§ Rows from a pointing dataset
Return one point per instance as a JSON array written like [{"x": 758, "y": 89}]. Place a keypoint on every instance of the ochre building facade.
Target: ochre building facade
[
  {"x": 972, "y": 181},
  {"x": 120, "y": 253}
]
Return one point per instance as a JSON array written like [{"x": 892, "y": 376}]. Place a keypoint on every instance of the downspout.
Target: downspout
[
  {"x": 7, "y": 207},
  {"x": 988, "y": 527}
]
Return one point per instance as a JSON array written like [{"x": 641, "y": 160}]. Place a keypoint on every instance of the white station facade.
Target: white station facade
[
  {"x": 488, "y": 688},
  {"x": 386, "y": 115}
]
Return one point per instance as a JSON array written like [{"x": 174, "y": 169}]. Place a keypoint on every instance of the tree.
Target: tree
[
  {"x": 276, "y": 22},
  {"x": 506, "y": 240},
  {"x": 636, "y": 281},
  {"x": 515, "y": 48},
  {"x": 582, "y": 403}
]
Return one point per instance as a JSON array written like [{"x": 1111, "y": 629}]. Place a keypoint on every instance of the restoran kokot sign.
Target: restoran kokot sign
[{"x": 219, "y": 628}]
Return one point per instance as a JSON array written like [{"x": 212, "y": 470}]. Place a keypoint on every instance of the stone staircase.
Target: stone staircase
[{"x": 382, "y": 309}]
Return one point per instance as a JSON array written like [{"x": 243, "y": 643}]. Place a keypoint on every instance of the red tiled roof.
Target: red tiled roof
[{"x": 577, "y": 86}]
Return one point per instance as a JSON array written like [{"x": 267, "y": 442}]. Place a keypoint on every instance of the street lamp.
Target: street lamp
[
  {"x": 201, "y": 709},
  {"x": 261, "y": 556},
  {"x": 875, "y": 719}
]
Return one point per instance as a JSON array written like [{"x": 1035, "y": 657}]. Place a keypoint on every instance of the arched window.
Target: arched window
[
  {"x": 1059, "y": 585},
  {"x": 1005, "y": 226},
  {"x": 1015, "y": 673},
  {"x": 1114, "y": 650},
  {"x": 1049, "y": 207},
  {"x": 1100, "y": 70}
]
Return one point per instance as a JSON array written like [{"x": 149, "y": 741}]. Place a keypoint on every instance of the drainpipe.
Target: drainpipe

§ What you need to do
Please rewrite the data above, replacing every "keypoint" with "marker" and leaving everything else unchanged.

§ Output of the exercise
Return one point per instance as a JSON array written like [{"x": 758, "y": 89}]. Place a marker on every instance of the ochre building facade.
Target: ochre building facade
[
  {"x": 972, "y": 181},
  {"x": 120, "y": 253}
]
Return one point per instance as a JSON array written like [{"x": 892, "y": 376}]. Place a marker on every instance of the downspout.
Target: downspout
[
  {"x": 7, "y": 207},
  {"x": 988, "y": 527}
]
Return one point per instance as a JSON array written like [{"x": 641, "y": 160}]. Place a marker on every instance of the white station facade.
Target: white station facade
[
  {"x": 488, "y": 688},
  {"x": 386, "y": 115}
]
Return one point per instance as a JSON array written like [{"x": 174, "y": 169}]. Place a marker on every instance of the tree.
Target: tree
[
  {"x": 276, "y": 22},
  {"x": 506, "y": 240},
  {"x": 636, "y": 281},
  {"x": 515, "y": 48},
  {"x": 582, "y": 403}
]
Return one point per instance as a JSON array written like [{"x": 1111, "y": 629}]. Place a marker on every instance of the restoran kokot sign.
Target: restoran kokot sign
[{"x": 219, "y": 628}]
Return one point per instance as a JSON array written like [{"x": 212, "y": 470}]. Place a marker on every instance of the stone staircase.
Target: stone staircase
[{"x": 382, "y": 309}]
Return one point per instance as a JSON array written like [{"x": 243, "y": 643}]. Place a marker on every instance of the red tiled roof.
Target: red tiled roof
[{"x": 577, "y": 86}]
Return one point per instance as a JSON array written like [{"x": 267, "y": 442}]. Place a marker on every instance of the street lamp.
Target: street lamp
[
  {"x": 201, "y": 709},
  {"x": 261, "y": 556},
  {"x": 875, "y": 719}
]
Return one point per instance as a JSON array written like [{"x": 1035, "y": 657}]. Place a marker on every instance of the arched window.
Target: arched window
[
  {"x": 1059, "y": 585},
  {"x": 1005, "y": 226},
  {"x": 1015, "y": 673},
  {"x": 1114, "y": 650},
  {"x": 1049, "y": 207},
  {"x": 1100, "y": 70}
]
Return one point per instance as a JSON array written like [{"x": 149, "y": 741}]. Place a marker on every instance of the drainpipe.
Target: drainpipe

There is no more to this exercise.